--- Extrait du document ---

En somme, pour répondre à « Papitibi », disons que votre sœur apprend qu’elle est enceinte, mais qu’à la naissance on réalise que l’enfant a la paralysie cérébrale. Supposons que celle-ci avait souscrit à une assurance la protégeant contre ce risque, son assureur lui versera une indemnité pour le reste des jours de l’enfant, donc au décès des parents, l’enfant ne sera pas un fardeau pour vous et les autres membres de votre famille. Supposons par contre que votre sœur n’avait pas les moyens pour une telle assurance, mais qu’elle faisait partie d’une société d’aide mutuelle à laquelle elle contribuait une petite portion de son salaire, si maigre soit-il, cette société s’assurera de veiller à ce que l’enfant soit traité dignement dans un de ses établissements commandités par une corporation voulant améliorer son image (présentement celles-ci gaspillent des milliards pour se donner une image « verte », ces sommes pourraient être détournée vers quelque chose de plus utile…) ou par des dons de charité d’individus appréciant vivre dans une société libre et ordonnée.

--- Données brutes ---

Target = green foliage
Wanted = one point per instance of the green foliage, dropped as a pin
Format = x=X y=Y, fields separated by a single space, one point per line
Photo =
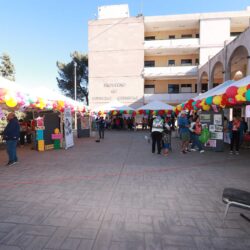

---

:: Consignes de l'exercice ::
a: Dans l'extrait sur l'assurance, pendant combien de temps l'assureur de la sœur verserait-il une indemnité ?
b: Dans l'extrait sur l'assurance, énumérez tous ceux qui, selon les deux cas envisagés, paient ou financent la prise en charge de l'enfant.
c: Poursuivez le passage sur l'assurance et l'aide mutuelle après sa dernière phrase.

:: Réponses ::
a: Il verserait une indemnité pour le reste des jours de l'enfant.

b:
- l'assureur de la sœur
- la société d'aide mutuelle
- une corporation voulant améliorer son image, qui commandite les établissements de cette société
- des individus appréciant vivre dans une société libre et ordonnée, par leurs dons de charité

c:
En fait, ce que les gauchistes négligent de considérer est que les soins et services prodigués aux démunis ne sont pas gratuits. Ils sont financés par une assurance publique payée par les contribuables. Or, cette assurance pourrait très bien être privée et financée par les assurés eux-mêmes, comme n’importe quelle autre assurance. La charité ne sert alors qu’à aider ceux qui ne peuvent assumer les coûts de cette assurance.
Désarçonné? Moi? Pas du tout!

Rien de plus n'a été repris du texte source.